If a line of the entries below includes the word "bulb", it counts; state the total and nothing further.

-----

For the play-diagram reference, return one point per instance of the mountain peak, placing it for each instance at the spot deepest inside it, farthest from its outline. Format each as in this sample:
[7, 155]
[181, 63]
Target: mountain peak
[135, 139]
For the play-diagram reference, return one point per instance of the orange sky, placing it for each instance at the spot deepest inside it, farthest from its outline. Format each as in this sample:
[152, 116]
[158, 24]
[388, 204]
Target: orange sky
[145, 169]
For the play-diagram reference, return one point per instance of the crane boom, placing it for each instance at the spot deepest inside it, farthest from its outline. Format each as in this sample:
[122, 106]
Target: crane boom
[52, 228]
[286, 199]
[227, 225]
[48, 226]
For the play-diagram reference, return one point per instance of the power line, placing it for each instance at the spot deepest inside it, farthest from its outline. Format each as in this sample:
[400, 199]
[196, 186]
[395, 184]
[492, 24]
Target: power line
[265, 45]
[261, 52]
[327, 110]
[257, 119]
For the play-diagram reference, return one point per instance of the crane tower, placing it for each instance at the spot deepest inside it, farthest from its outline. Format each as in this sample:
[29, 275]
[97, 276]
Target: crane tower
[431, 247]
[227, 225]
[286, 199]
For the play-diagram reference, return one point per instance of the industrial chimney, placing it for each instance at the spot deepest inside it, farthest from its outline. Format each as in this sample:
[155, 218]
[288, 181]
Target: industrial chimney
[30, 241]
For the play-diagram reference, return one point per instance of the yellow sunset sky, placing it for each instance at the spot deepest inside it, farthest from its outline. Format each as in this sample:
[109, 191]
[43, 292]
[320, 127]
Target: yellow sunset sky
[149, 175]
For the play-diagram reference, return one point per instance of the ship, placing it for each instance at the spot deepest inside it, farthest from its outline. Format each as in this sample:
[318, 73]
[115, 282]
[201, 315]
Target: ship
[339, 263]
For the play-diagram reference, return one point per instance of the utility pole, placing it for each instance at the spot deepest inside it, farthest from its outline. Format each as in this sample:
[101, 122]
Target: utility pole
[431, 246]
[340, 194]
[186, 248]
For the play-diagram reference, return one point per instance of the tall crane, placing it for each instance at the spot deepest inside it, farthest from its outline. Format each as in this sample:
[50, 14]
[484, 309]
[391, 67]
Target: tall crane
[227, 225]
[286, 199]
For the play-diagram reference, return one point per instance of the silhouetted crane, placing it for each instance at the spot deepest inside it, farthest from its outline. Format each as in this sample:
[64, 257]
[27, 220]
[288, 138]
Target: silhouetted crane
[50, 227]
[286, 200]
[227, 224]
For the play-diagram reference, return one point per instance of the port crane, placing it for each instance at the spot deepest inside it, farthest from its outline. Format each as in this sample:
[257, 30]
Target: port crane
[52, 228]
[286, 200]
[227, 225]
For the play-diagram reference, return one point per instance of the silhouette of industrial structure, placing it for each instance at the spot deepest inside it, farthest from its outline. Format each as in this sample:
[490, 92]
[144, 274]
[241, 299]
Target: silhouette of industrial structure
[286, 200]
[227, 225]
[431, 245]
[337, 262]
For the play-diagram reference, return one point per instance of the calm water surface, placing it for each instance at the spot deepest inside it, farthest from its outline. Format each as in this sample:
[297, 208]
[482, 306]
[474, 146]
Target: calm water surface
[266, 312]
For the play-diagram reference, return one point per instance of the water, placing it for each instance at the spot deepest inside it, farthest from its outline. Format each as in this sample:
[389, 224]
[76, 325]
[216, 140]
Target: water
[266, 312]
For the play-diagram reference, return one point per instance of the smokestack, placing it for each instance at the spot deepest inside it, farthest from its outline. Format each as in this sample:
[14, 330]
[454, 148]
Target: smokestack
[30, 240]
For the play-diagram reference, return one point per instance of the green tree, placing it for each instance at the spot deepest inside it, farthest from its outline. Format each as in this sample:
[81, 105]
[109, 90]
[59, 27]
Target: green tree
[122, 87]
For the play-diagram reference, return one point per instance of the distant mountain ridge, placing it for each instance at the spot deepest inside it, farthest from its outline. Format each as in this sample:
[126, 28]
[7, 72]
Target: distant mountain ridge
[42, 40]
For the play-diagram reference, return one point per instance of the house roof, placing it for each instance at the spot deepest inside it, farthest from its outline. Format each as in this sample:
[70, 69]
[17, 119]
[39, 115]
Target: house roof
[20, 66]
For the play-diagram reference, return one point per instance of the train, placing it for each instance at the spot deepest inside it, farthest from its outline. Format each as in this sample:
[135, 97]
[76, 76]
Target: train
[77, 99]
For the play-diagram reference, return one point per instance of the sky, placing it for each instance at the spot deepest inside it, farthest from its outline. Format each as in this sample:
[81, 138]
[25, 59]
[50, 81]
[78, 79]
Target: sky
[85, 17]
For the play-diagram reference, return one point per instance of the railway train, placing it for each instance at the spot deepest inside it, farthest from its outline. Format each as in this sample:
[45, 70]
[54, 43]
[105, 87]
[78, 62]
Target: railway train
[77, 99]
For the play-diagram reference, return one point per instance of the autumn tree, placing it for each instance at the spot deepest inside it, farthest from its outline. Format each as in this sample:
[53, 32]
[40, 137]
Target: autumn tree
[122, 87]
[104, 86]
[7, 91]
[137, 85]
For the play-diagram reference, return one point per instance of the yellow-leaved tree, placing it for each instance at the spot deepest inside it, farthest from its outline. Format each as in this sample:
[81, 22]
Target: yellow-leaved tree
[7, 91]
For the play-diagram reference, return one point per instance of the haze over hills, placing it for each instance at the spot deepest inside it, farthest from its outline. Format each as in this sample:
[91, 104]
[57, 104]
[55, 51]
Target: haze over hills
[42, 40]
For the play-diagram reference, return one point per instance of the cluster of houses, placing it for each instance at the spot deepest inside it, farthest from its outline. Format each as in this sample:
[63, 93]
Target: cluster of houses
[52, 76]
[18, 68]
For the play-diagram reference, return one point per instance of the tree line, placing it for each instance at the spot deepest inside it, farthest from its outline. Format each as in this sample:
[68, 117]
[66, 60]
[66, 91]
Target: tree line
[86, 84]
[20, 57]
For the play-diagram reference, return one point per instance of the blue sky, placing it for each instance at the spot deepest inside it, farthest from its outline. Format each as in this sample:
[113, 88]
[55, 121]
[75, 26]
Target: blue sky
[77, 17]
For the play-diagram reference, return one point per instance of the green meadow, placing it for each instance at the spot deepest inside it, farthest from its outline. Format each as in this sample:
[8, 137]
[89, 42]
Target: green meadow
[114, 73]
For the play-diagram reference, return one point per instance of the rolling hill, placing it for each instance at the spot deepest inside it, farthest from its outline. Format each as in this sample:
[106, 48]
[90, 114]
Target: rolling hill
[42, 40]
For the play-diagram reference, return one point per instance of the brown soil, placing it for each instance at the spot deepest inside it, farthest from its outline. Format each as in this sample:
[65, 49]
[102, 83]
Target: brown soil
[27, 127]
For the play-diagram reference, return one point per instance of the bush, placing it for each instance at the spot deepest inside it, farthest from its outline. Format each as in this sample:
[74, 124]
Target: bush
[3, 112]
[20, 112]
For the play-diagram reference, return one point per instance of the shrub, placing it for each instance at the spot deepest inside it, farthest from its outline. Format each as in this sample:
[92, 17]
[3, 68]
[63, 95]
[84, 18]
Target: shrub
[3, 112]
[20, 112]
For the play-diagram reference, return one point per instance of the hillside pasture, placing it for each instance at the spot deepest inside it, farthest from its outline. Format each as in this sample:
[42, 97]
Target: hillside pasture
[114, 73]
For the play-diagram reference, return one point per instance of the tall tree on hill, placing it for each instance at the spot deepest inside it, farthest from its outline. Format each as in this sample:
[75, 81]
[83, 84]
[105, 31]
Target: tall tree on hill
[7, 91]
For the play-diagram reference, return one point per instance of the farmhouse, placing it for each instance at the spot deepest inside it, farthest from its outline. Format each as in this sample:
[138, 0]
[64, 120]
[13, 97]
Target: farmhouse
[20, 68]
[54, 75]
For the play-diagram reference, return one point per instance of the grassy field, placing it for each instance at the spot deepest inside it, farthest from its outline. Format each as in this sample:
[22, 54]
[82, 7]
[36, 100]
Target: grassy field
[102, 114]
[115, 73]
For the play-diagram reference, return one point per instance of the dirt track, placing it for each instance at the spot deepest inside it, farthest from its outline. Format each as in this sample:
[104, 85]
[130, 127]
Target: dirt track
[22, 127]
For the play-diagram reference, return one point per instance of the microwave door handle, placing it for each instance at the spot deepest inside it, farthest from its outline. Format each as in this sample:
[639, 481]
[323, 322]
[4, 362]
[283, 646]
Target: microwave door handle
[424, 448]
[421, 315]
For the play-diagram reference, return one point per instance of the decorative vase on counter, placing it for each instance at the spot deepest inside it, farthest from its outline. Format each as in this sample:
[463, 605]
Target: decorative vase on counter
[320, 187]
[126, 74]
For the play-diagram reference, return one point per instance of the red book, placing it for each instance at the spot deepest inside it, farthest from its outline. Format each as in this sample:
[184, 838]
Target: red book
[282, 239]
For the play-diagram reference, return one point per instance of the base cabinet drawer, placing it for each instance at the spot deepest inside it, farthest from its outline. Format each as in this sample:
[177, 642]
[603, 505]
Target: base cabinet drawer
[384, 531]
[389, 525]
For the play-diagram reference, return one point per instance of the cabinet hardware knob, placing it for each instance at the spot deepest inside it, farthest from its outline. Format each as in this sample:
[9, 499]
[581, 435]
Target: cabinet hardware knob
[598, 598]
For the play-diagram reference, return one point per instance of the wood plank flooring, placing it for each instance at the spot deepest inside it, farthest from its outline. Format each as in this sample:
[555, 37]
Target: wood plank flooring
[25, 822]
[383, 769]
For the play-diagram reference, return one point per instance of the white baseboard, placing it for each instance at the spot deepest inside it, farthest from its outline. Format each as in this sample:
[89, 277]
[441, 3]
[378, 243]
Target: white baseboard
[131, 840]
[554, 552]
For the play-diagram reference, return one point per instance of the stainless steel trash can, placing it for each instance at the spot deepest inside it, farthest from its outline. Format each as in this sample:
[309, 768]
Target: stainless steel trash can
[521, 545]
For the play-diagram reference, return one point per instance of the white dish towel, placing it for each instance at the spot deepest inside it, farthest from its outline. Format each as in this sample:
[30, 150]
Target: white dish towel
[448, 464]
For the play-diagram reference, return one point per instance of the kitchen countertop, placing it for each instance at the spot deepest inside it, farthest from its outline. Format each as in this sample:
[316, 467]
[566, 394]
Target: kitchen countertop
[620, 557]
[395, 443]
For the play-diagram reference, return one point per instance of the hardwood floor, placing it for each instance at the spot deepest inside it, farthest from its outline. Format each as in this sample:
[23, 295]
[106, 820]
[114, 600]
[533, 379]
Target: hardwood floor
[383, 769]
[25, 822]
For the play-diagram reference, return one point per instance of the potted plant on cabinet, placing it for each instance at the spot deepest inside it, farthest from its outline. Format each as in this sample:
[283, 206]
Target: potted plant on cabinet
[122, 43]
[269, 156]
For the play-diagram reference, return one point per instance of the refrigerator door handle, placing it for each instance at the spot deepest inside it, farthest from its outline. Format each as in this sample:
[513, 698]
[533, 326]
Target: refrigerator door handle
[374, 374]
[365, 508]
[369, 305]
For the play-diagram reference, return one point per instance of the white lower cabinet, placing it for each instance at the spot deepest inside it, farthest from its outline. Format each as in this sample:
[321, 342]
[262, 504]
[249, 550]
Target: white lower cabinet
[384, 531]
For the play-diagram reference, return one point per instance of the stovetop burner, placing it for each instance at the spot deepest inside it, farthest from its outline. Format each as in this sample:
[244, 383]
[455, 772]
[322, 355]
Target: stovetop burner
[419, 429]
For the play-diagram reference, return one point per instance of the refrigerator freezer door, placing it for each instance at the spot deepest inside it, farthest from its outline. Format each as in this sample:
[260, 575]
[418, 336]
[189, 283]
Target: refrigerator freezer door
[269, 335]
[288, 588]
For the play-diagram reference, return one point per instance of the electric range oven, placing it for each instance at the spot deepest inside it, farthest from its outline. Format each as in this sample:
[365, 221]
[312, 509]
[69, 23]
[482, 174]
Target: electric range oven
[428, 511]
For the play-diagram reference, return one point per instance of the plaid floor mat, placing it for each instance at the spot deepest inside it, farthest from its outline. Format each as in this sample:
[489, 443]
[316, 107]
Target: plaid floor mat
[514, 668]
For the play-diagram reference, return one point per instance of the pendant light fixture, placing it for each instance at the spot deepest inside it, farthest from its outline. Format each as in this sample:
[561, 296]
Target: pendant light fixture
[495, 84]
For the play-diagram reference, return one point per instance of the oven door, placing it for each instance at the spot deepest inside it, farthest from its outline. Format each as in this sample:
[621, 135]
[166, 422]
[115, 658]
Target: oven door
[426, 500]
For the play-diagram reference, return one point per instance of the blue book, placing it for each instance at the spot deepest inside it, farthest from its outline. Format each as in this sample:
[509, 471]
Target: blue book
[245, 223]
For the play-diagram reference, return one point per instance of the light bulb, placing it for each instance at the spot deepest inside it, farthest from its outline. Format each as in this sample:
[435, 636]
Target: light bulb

-----

**Solution for this problem**
2